SET EXERCISE A ::
Pick out every line in the rows below that contains the word "door", and copy each of those lines.

GIVEN PASSAGE ::
--- BEGIN ---
Maria Aparecida Soares Ruas (born 1948) is a Brazilian mathematician specializing in differential geometry and singularity theory. She is a professor at the University of São Paulo.

Education and career
Ruas was born on 5 January 1948, in Lins, São Paulo. She became interested in mathematics through a junior high school mathematics teacher, Râmisa Jorge, and after entering university study in 1967, earned a licenciate in mathematics in 1970 through what is now the Faculty of Science and Letters of the Araraquara campus of São Paulo State University.

She became a teaching assistant at the same campus in 1971, while at the same time studying for a master's degree at the University of São Paulo, working there with Gilberto Francisco Loibel; she completed her degree in 1974, and was promoted to assistant professor. In 1982 she moved to the University of São Paulo as a professor. She defended her doctoral dissertation, Finity Determinacy and Applications at the University of São Paulo in 1983. It was jointly advised by Luiz Antonio Fávaro and Terence Gaffney.
--- END ---
DATA SHOWN ::
--- BEGIN ---
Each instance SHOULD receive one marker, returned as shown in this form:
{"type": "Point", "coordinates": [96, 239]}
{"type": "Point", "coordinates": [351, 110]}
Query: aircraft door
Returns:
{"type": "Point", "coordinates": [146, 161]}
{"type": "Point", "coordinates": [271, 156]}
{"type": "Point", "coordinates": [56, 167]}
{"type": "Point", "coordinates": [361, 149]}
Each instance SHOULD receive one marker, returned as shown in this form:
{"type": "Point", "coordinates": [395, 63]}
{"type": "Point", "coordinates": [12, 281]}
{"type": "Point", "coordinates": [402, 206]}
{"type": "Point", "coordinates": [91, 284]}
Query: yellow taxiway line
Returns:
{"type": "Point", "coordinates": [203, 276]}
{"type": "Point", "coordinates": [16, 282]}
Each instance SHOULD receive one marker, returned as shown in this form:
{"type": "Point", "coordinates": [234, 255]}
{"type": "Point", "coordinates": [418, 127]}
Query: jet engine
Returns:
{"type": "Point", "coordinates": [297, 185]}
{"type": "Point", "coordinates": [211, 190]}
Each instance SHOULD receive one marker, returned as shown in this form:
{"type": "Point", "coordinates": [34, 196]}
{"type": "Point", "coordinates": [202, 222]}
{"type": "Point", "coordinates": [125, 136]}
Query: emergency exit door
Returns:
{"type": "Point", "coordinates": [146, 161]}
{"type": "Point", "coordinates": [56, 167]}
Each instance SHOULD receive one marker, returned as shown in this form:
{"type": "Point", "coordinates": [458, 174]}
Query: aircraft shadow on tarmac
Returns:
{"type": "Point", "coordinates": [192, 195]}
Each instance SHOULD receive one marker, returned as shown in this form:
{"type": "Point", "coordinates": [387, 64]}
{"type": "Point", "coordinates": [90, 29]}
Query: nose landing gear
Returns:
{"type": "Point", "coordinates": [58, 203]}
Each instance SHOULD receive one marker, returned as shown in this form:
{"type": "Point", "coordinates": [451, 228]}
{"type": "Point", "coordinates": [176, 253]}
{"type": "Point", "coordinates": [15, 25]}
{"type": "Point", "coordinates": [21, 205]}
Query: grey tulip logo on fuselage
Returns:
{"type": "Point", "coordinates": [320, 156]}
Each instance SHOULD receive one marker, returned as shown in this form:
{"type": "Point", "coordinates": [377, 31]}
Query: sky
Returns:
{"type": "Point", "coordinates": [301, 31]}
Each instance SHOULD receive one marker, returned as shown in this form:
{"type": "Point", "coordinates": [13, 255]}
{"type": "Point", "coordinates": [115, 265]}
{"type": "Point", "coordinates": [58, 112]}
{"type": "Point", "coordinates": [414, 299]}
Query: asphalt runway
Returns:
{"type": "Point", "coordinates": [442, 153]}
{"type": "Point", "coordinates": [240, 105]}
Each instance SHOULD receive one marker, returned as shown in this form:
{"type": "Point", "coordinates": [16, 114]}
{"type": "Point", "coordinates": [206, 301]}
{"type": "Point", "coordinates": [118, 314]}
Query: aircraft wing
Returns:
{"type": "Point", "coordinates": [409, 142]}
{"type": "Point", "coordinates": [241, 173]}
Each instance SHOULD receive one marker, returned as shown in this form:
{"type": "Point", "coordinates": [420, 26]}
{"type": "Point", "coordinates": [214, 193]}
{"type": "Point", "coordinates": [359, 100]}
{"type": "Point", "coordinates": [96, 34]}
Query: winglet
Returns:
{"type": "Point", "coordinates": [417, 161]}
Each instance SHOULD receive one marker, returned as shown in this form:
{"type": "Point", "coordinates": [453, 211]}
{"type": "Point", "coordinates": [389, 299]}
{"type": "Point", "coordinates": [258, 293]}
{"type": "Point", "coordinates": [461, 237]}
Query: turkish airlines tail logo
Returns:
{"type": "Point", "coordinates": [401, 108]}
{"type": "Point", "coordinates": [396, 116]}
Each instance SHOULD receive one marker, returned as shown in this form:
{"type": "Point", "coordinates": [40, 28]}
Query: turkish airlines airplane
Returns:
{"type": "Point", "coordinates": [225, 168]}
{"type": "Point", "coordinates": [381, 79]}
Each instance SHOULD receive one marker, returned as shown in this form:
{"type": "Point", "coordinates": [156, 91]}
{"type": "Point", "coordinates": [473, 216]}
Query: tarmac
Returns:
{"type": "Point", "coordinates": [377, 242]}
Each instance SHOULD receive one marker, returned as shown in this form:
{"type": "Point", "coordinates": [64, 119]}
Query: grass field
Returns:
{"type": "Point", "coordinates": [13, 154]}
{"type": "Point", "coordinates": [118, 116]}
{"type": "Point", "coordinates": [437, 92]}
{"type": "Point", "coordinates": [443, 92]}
--- END ---
SET EXERCISE B ::
Proceed with the biography of Maria Aparecida Soares Ruas above, writing on from its last sentence.

TASK RESPONSE A ::
Query: aircraft door
Query: emergency exit door

TASK RESPONSE B ::
She has headed the mathematics department at the University of São Paulo, was a founding member of the Brazilian Mathematical Society, and has organized the biennial Workshop on Real and Complex Singularities in Brazil. She is a coauthor of the book Differential Geometry from a Singularity Theory Viewpoint (World Scientific, 2016, with Shyuichi Izumiya, Maria del Carmen Romero Fuster, and Farid Tari).

Recognition
Ruas is a member of the Brazilian Academy of Sciences, elected in 2008, and in 2009 was named a commander in the National Order of Scientific Merit.

References

1948 births
Living people
Brazilian mathematicians
Brazilian women mathematicians
São Paulo State University alumni
University of São Paulo alumni
Academic staff of the University of São Paulo
Commanders of the National Order of Scientific Merit (Brazil)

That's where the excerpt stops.